AUFGABE: Schreib aus dem Interview zum Koalitionsvertrag die Stelle von „Kopeček: Die zahlreichen“ bis „unterschiedliche Parteien zusammenkommen.“ wortgetreu ab.

VORLIEGENDER TEXT:
--

„Vage formuliert und inhaltsleer“

„Vage formuliert und inhaltsleer“

Politologe und Parteienforscher Lubomír Kopeček über den Koalitionsvertrag zwischen ČSSD, ANO und KDU-ČSL

19. 12. 2013 - Interview: Ivan Dramlitsch

Der Koalitionsvertrag steht. Der größte Schritt auf dem Weg zu einer neuen Regierung ist getan. Doch glaubt man dem Parteienforscher Lubomír Kopeček von der Masaryk-Universität Brünn, wird die Dreierkoalition damit nicht in ruhiges Fahrwasser kommen. Im Gespräch mit der „Prager Zeitung“ erklärt er die Gründe für seine pessimistische Prognose.

Wie bewerten Sie den Koalitionsvertrag?

Lubomír Kopeček: Koalitionsverträge sind selten besonders konkret, sondern geben eher einen bestimmten Rahmen vor. Dieser Vertrag gehört sicher zu den eher vage formulierten, an vielen Stellen ist er relativ inhaltsleer. Beim Baurecht verspricht man man beispielsweise „klare und transparente Regeln“, die Baugenehmigungsverfahren zu vereinfachen und gleichzeitig das Korruptionspotential deutlich zu verringern. Angesichts der jahrelangen Diskussionen zu diesem Thema handelt es sich hier offenbar um eine nichtssagende Proklamation. Anderes Beispiel: Man will das „Studium naturwissenschaftlicher und technischer Fächer unterstützen“. Das ist wieder nichts Neues – und es wird offengelassen, wie dieses Ziel erreicht werden soll. Es gibt zwar auch konkretere Punkte, aber der Gesamteindruck ist recht schwammig. Es gibt keine klare Richtung, keine starke Vision. Außerdem ist relativ unklar, wie einige Projekte finanziert werden sollen.

Hat sich eine Partei besonders durchsetzen können?

Kopeček: Die zahlreichen vagen Formulierungen zeigen, dass an vielen Stellen Kompromisse gesucht wurden. Das sieht man insbesondere bei der ČSSD. Ihre Hauptziele wurden aufgeweicht, einige sind ganz verschwunden – zum Beispiel die Forderung nach einer radikalen Beschneidung der Kirchenentschädigung. Das ist ein klares Zugeständnis an die Christdemokraten, die ansonsten nicht in die Koalition gehen würden. In einigen Punkten kann man sehen, dass einer der Parteien entgegengekommen worden ist – wenn die anderen keine größeren Probleme damit haben. Im Kapitel Landwirtschaft ist zum Beispiel deutlich sichtbar, dass ANO-Chef Andrej Babiš in dieser Branche tätig ist. Insgesamt fehlt aber eine klare Richtung; das zeigt, dass hier drei sehr unterschiedliche Parteien zusammenkommen.

--

ERFASSTE ANGABEN:
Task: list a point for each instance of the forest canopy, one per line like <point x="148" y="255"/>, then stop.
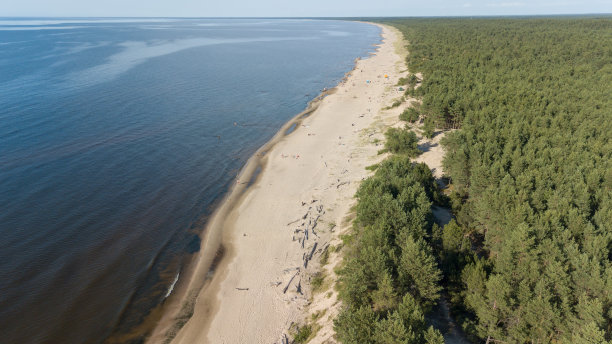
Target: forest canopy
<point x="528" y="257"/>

--

GELÖSTE AUFGABE:
Kopeček: Die zahlreichen vagen Formulierungen zeigen, dass an vielen Stellen Kompromisse gesucht wurden. Das sieht man insbesondere bei der ČSSD. Ihre Hauptziele wurden aufgeweicht, einige sind ganz verschwunden – zum Beispiel die Forderung nach einer radikalen Beschneidung der Kirchenentschädigung. Das ist ein klares Zugeständnis an die Christdemokraten, die ansonsten nicht in die Koalition gehen würden. In einigen Punkten kann man sehen, dass einer der Parteien entgegengekommen worden ist – wenn die anderen keine größeren Probleme damit haben. Im Kapitel Landwirtschaft ist zum Beispiel deutlich sichtbar, dass ANO-Chef Andrej Babiš in dieser Branche tätig ist. Insgesamt fehlt aber eine klare Richtung; das zeigt, dass hier drei sehr unterschiedliche Parteien zusammenkommen.